● Source passage:
===============

Redefining how concrete is manufactured, Calix has pioneered a new approach to concrete creation with the Leilac technology to enable businesses to reach net zero targets. Lewis Cross writes.

Contributing roughly eight per cent of carbon emissions worldwide, cement and concrete iare essential for modern living but have historically been damaging to the environment. 

Concrete, cement and other limestone products are formed through the heating of cement meal and other applicable aggregates.

To focus on the reduction of carbon dioxide (CO2) that is inevitably produced from the production of cement, Calix formed Leilac (Low Emissions Intensity Lime and Cement) to spread leading edge carbon capture technology worldwide.

The Leilac technology is being piloted with the world’s largest cement and lime companies, such as Adbri, Boral, Heidelberg Materials and Cemex, to mitigate their CO2 emissions dramatically, without significant use of energy or capital penalty.

Leilac chief executive officer Daniel Rennie explained to Quarry the benefits of the Leilac technology when it comes to carbon capture.

“Leilac was born from environmental technology company, Calix, who established global partnerships across industry, academia and government to develop this unique technology for the decarbonisation of cement and lime,” Rennie said.

The process to create cement requires heat to break apart the limestone and combine the crushed components of cement, which releases unavoidable CO2 emissions as part of the reaction.

Employing a unique carbon capture utilisation and storage (CCUS) approach that involves indirect heating allows Leilac to separate the product that is heated from the source that heats it.

“Our indirect heating approach uses a module of steel tubes to deliver radiative heat to limestone or cement meal,” Rennie said.

“By separating what we heat from how we heat it, the process emissions are largely pure CO2, as they remain uncontaminated by air or heating gases. Therefore, it does not require a conventional, energy intensive process of separating gases from gases. 

The result is a highly efficient, low cost solution, for the separation of process emissions as high purity CO2 ready for compression, transport or storage.

Leilac’s technology replaces part of the existing cement plant, rather than adding an additional process, which ensures that there are no additional chemicals or processes.

===============

[Extracted records]
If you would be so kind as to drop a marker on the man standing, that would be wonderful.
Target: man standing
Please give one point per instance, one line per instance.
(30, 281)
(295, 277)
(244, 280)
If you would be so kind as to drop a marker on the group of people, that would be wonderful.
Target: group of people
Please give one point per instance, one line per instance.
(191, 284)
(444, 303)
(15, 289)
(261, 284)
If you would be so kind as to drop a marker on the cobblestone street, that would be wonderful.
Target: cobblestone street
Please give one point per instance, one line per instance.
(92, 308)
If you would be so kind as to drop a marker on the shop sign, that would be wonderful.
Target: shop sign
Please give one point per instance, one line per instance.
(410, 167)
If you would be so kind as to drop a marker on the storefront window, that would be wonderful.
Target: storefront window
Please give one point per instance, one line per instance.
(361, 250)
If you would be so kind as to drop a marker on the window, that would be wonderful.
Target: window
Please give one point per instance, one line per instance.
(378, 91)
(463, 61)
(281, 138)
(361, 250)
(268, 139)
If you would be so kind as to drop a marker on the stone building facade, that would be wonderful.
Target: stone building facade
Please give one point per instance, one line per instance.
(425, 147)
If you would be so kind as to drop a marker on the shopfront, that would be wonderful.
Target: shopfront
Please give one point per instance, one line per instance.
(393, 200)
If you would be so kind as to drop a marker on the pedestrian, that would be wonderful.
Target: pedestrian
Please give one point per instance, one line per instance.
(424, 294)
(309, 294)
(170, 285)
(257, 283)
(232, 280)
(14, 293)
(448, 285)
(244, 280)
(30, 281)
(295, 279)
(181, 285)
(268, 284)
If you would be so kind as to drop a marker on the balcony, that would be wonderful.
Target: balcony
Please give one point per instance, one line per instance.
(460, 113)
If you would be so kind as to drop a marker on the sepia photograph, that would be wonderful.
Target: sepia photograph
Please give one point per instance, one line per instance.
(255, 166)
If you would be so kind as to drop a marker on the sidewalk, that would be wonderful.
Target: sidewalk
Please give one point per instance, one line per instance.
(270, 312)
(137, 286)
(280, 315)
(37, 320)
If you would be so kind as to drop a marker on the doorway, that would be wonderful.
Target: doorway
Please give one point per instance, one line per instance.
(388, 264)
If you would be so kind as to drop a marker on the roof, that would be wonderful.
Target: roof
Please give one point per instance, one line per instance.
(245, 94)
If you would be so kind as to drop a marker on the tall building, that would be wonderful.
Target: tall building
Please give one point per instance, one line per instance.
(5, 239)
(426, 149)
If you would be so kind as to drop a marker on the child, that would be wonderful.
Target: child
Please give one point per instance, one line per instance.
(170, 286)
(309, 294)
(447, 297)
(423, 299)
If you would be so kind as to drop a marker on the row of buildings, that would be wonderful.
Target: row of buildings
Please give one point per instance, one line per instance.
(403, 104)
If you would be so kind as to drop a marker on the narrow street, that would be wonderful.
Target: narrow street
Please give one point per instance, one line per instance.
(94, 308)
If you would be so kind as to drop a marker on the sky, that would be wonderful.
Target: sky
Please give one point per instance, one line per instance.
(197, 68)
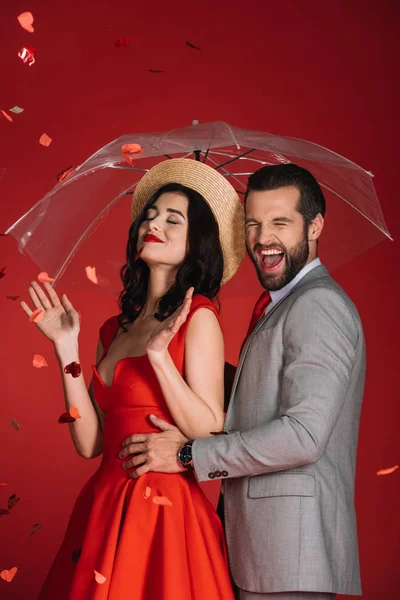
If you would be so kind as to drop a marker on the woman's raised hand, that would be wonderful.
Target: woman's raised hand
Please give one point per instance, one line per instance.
(60, 322)
(165, 332)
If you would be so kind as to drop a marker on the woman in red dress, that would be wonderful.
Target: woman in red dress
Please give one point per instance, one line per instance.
(156, 537)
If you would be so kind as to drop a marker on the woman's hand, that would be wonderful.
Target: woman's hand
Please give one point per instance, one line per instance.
(61, 322)
(165, 332)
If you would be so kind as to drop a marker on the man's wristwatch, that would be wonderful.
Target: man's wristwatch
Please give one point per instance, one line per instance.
(185, 455)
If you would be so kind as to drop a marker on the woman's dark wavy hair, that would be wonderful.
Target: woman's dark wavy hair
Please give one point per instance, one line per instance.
(202, 268)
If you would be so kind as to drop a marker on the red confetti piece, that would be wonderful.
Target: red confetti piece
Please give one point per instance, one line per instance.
(44, 277)
(9, 575)
(122, 42)
(45, 140)
(387, 471)
(12, 501)
(99, 577)
(162, 501)
(39, 361)
(16, 425)
(73, 369)
(37, 316)
(27, 55)
(74, 412)
(64, 173)
(26, 20)
(35, 529)
(192, 46)
(128, 149)
(66, 418)
(6, 115)
(91, 274)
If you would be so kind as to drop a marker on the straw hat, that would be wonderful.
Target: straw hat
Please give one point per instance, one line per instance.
(216, 191)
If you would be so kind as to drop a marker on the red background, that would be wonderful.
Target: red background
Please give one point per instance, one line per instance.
(323, 71)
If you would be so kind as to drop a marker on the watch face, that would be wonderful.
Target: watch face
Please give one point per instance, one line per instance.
(185, 455)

===============

● Given task 1:
Decide whether each of the following statements agrees with the Leilac passage above. Answer yes or no for each, and quote the words of the passage that settle it. (a) Leilac's indirect heating approach delivers radiative heat through a module of steel tubes. (b) Leilac's technology is installed as an additional process alongside the existing cement plant. (c) Daniel Rennie is Leilac's chief executive officer.
● Given task 2:
Turn the paragraph of the Leilac passage beginning "The Leilac technology is being piloted" into a short bulleted list that keeps its main facts.

● Problem solution 1:
(a) Yes: "Our indirect heating approach uses a module of steel tubes to deliver radiative heat to limestone or cement meal"
(b) No: "Leilac’s technology replaces part of the existing cement plant, rather than adding an additional process"
(c) Yes: "Leilac chief executive officer Daniel Rennie"

● Problem solution 2:
- The Leilac technology is being piloted with the world’s largest cement and lime companies, such as Adbri, Boral, Heidelberg Materials and Cemex.
- The aim is to mitigate their CO2 emissions dramatically.
- This is to be done without significant use of energy or capital penalty.